- [WHAT THE EXERCISE ASKS] Copy the entries below word for word, from the line with "steel throwing star you find." to the line with "[0,0,350,279]", including both of those lines.

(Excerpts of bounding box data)
----

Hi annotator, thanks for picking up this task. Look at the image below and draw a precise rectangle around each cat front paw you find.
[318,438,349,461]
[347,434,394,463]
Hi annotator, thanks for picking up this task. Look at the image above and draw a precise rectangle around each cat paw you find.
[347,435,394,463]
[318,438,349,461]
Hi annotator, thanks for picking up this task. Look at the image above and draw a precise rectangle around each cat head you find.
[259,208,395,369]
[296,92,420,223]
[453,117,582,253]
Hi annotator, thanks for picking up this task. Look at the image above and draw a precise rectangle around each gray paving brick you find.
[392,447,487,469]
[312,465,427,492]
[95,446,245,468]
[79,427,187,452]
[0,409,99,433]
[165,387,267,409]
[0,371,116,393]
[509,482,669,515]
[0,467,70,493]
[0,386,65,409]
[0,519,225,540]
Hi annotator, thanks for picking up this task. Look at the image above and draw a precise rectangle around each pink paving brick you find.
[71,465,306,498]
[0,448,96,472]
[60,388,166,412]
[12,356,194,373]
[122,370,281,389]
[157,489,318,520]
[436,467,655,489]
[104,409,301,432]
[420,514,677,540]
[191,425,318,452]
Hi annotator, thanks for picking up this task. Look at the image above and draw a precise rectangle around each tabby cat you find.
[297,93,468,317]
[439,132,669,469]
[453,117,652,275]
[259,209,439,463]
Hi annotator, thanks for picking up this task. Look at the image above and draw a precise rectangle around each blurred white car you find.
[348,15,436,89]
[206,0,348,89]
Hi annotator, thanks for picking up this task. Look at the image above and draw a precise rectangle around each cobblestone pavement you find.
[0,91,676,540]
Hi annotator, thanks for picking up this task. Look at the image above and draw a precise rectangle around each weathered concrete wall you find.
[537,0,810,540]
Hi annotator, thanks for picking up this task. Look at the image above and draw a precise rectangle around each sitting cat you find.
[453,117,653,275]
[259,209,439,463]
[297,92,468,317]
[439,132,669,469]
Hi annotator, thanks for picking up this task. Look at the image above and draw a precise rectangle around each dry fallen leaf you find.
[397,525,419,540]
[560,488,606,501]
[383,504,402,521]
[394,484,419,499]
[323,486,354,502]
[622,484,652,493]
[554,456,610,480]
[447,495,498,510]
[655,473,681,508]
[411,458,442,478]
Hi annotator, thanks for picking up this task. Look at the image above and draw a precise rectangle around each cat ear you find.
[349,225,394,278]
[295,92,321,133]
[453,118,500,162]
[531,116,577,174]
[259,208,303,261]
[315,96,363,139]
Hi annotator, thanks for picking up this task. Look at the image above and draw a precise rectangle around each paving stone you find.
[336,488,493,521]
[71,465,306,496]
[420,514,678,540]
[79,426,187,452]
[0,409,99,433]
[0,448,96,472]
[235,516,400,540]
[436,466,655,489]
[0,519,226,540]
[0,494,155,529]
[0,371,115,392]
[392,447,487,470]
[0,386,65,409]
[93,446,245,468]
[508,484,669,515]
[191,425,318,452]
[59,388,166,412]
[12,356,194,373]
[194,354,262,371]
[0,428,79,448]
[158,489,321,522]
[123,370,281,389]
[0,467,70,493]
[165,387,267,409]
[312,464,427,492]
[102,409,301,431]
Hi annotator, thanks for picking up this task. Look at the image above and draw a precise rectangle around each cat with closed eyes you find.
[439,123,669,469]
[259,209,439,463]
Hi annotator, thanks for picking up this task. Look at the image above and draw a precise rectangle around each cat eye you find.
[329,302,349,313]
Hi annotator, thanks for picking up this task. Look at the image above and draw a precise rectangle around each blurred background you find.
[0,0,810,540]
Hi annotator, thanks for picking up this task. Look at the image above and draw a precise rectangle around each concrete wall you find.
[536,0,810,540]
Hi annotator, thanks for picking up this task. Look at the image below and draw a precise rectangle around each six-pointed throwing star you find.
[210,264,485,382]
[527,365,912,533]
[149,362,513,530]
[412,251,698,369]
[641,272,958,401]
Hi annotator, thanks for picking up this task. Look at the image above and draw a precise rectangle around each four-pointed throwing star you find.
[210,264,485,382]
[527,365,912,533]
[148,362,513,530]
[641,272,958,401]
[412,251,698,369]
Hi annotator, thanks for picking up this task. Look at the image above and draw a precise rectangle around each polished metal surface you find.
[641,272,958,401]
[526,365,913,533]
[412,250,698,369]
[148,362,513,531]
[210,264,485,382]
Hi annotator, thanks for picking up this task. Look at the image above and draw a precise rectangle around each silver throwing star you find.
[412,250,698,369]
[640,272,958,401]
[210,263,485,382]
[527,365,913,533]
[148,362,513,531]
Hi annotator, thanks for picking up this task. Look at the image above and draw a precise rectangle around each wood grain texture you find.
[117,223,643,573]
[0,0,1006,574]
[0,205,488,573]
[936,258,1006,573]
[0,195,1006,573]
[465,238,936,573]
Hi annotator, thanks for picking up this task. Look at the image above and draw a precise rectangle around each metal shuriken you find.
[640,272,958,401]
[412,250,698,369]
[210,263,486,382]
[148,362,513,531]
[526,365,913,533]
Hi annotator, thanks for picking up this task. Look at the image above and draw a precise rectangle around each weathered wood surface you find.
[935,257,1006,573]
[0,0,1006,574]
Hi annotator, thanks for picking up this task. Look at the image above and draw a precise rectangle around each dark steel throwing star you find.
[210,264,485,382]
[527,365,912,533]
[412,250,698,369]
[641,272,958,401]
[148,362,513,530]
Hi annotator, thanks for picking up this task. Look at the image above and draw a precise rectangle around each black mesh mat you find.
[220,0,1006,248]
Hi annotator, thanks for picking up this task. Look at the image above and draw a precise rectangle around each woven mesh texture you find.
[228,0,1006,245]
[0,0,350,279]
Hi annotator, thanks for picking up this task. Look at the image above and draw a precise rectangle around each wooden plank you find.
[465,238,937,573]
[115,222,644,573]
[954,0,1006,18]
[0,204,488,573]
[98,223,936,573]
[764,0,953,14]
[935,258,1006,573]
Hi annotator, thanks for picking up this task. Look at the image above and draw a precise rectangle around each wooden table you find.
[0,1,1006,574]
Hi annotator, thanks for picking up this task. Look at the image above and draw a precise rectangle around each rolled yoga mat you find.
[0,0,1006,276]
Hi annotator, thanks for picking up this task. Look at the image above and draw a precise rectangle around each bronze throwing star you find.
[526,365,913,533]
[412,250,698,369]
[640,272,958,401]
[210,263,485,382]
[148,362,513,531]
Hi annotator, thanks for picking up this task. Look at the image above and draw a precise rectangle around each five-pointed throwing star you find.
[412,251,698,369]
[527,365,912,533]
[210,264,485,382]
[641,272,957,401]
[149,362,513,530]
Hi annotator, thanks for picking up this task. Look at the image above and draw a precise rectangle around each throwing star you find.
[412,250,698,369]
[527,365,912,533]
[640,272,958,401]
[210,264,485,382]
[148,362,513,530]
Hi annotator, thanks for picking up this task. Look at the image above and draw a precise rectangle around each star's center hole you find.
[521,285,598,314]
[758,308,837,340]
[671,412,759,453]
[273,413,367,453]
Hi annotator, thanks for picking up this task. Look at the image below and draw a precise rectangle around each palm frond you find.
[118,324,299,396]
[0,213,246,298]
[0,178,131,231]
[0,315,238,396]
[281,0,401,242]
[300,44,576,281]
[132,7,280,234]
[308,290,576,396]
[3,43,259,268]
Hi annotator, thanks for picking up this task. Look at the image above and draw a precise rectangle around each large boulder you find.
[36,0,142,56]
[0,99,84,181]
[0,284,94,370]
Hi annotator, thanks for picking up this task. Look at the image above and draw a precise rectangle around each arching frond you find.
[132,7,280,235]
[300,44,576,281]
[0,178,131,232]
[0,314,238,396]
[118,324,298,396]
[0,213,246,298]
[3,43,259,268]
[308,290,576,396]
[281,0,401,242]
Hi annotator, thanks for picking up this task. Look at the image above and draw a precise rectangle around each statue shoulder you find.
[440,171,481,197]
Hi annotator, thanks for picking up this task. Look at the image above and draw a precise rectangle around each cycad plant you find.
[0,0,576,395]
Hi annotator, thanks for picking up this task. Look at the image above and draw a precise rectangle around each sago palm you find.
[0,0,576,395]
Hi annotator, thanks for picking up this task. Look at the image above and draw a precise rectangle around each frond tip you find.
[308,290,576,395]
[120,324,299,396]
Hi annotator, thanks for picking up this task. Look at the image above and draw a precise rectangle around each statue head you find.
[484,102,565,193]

----

- [FINAL RESULT]
Hi annotator, thanks for picking up this task. Look at the image above and draw a precise rectangle around each dark steel throwing star you find.
[210,264,485,382]
[527,365,912,533]
[412,250,698,369]
[641,272,958,401]
[148,362,513,530]
Hi annotator, thanks for picking up this task. Look at the image above and draw a precise rectangle around each black mesh mat you find.
[220,0,1006,248]
Hi annotator, thanks for picking up this task. Look at the image above and draw a precise rectangle around each woven mesh texture you find.
[228,0,1006,245]
[0,0,350,279]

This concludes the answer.